# EXCERPTED PASSAGE
______
- Born: Adrian Philip Scarborough Melton Mowbray, Leicestershire, England
- Years active: 1993–present
- Spouse: Rose Blackshaw
- Children: 2

= Adrian Scarborough =

British actor

Adrian Philip Scarborough is a British actor. He has appeared in films including The Madness of King George (1994), Gosford Park (2001), Vera Drake (2004), The History Boys (2006), The King's Speech (2010), Les Misérables (2012) and 1917 (2019). He is also known for his roles in television such as Cranford (2007–2009), Gavin & Stacey (2007–2024), Upstairs Downstairs (2010–2012), The Paradise (2013), Crashing (2016), A Very English Scandal (2018), Killing Eve (2019), and The Chelsea Detective (2022–present).

Scarborough is also a theatre actor and has twice won the Laurence Olivier Award for Best Actor in a Supporting Role; he won in 2011 for his role in the Terence Rattigan's play After the Dance and in 2020 for his performance in Tom Stoppard's play Leopoldstadt.

==Early life==
Scarborough was born and grew up in Melton Mowbray, Leicestershire. He attended Brooksby Melton College and trained at the Bristol Old Vic Theatre School, winning the Chesterton Award for Best Actor for school graduates.

==Career==
Scarborough made his big-screen debut in 1994 in The Madness of King George. His other movie appearances have included Sweet Revenge, Gosford Park, Vera Drake, Notes on a Scandal, The History Boys, Elizabeth: The Golden Age, The King's Speech, and Les Misérables.
______
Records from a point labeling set
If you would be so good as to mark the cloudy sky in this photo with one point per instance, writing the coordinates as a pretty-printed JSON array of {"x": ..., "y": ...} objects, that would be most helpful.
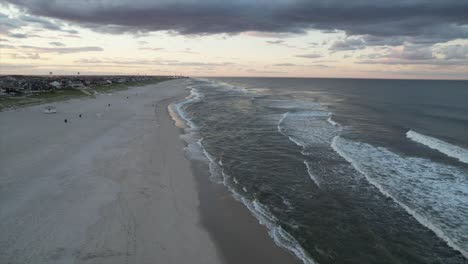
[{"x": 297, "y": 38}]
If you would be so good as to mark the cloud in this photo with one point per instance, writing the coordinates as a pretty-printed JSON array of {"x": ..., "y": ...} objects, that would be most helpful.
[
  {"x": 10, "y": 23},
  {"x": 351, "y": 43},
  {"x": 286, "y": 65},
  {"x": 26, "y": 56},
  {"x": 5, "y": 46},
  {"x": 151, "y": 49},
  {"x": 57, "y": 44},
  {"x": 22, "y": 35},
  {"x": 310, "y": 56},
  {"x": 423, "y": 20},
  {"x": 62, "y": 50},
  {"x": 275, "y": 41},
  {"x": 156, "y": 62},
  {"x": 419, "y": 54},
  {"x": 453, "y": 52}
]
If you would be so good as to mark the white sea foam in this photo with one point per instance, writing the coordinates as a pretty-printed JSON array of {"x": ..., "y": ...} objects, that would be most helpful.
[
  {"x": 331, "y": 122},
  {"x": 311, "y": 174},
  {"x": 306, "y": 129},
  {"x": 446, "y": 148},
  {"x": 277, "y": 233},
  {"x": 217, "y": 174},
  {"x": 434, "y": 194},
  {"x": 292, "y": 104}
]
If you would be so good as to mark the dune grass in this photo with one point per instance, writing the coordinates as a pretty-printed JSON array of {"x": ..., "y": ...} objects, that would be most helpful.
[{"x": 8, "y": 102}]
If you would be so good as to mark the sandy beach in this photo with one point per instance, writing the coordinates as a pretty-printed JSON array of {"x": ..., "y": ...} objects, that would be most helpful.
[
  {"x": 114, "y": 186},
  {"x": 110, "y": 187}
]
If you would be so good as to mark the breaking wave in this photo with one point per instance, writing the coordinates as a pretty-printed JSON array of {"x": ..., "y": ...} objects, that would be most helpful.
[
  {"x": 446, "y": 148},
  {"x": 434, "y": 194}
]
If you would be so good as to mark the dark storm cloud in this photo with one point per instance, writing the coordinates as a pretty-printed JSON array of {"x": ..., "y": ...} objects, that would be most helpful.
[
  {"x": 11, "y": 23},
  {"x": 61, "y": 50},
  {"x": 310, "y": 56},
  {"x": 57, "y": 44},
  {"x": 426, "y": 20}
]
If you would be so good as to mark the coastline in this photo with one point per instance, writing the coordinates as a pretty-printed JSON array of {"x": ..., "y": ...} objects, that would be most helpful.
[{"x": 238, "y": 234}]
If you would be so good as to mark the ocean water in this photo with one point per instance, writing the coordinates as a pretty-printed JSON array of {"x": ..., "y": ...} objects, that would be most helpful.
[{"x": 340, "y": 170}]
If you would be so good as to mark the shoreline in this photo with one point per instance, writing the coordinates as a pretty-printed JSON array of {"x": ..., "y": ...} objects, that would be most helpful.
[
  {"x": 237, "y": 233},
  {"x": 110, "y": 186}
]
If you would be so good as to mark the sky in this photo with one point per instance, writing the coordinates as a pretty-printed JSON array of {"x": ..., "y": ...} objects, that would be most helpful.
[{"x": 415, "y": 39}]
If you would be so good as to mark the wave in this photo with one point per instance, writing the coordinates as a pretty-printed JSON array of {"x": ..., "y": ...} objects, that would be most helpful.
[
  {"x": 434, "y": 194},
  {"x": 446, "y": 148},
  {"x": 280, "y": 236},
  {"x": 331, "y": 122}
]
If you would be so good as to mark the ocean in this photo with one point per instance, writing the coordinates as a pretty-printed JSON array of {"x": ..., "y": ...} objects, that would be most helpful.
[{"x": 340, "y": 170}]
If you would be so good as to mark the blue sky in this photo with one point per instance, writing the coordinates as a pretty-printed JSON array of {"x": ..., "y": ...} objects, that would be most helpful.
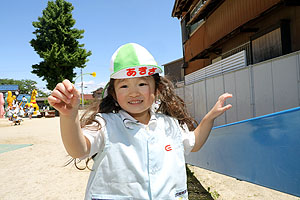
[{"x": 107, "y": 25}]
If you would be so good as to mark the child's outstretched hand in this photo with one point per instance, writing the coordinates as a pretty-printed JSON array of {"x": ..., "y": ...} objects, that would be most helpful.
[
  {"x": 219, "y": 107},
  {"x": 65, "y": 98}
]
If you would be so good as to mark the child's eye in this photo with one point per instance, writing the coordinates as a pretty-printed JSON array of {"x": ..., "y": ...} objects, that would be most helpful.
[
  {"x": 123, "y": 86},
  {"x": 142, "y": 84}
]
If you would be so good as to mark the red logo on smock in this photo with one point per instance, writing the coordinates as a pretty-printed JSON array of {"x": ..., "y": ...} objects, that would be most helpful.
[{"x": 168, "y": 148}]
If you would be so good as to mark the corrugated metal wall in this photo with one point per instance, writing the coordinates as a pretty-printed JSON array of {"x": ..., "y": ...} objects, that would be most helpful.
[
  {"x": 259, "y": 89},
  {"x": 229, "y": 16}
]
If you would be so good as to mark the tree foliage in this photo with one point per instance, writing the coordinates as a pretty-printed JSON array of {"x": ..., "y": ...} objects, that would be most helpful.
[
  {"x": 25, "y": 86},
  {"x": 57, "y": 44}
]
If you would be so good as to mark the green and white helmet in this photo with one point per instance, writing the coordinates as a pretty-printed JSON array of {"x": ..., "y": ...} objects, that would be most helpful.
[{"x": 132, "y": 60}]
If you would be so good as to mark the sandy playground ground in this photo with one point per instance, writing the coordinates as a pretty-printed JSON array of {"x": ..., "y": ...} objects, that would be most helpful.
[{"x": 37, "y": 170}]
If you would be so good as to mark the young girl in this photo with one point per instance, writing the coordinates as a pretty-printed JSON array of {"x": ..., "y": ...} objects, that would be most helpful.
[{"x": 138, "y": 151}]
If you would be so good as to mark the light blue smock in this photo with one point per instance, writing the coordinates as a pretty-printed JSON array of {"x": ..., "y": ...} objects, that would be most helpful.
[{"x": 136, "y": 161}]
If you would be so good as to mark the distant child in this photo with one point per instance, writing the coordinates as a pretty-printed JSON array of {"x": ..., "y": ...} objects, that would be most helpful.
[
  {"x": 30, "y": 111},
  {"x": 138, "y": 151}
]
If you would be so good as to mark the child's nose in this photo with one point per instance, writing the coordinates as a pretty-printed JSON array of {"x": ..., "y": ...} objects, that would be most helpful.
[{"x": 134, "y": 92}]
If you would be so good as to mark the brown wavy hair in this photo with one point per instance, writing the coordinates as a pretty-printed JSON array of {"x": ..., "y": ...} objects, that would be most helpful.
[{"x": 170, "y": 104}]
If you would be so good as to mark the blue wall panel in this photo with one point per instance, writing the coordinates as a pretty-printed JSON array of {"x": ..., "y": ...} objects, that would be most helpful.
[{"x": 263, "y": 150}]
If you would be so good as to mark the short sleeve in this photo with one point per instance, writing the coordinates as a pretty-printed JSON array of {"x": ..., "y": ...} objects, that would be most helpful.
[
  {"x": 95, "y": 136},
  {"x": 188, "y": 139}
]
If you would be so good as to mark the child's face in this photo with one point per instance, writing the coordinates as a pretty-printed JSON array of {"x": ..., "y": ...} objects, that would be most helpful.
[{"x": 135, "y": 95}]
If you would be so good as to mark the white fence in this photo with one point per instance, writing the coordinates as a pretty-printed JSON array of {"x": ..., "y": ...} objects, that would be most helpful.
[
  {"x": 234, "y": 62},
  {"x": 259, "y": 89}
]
______
# INSTRUCTIONS FOR THE TASK
Continue the article on Adrian Scarborough from the point where it stops.

# REPLY
One of Scarborough's early television roles was J.G. Quiggin in the 1997 adaptation of A Dance to the Music of Time. He was also seen in the BBC series Let Them Eat Cake with Dawn French and Jennifer Saunders. He played "Bouffant", the gay couturier/servant/confidante to Saunder's character, the "Comtesse de Vache". His other appearances on television have included productions such as Cranford, the television film Into the Storm, Psychoville and as Charlie in the BBC comedy series Miranda. He has appeared in three episodes of Midsomer Murders, playing separate characters in series 5, series 10, and series 18. He is also the voice of Abney in the BBC Children's Television programme Abney & Teal. He voiced Benjamin Bunny in The World of Peter Rabbit and Friends.

In 2007, he played the character Harry Hepple in an episode of BBC New Tricks series 4.4 Nine Lives.

Scarborough appeared with Julia Davis in the BBC sitcom Gavin & Stacey as warring married couple Pete and Dawn Sutcliffe, who are friends and neighbours of Gavin Shipman's (Mathew Horne) parents in Essex. He was the butler Mr. Pritchard in the BBC series Upstairs, Downstairs.

In 2012 he appeared in the ITV series Mrs Biggs with fellow Gavin & Stacey star Sheridan Smith, playing the eponymous character's father Bernard (the real-life father of Charmian Brent, ex-wife of Ronnie Biggs). He played an alien known as Kahler-Jex in an episode of Doctor Who entitled "A Town Called Mercy", which aired on 15 September 2012.

On stage, Scarborough has made frequent appearances at the Donmar, the Almeida, and in the West End and he has appeared in twenty productions for the Royal National Theatre. In 2011, he played Inspector Wormold in Betty Blue Eyes and on 19 June 2011, he took part in The Barn Theatre presents... with Elliot Brown at the Barn Theatre, Welwyn Garden City In 2012 he appeared in Hedda Gabler at the Old Vic, again with Sheridan Smith. In 2013, he played a role in Darkside, Tom Stoppard's radio drama based on Pink Floyd's album The Dark Side of the Moon.
In 2014 he appeared in the ITV sitcom Edge of Heaven as Bald Gary.

In 2015, he appeared as Clive Trueman in the BBC TV series Father Brown episode 3.15 "The Owl of Minerva". Scarborough also appeared in the Starz sitcom Blunt Talk as Harry, valet to Walter Blunt, a role which he reprised in the second season a year later.

In 2016, he appeared as Colin in the Channel Four sitcom Crashing and as Tony Pitt in the ITV series Midsomer Murders episode 18.4 "A Dying Art".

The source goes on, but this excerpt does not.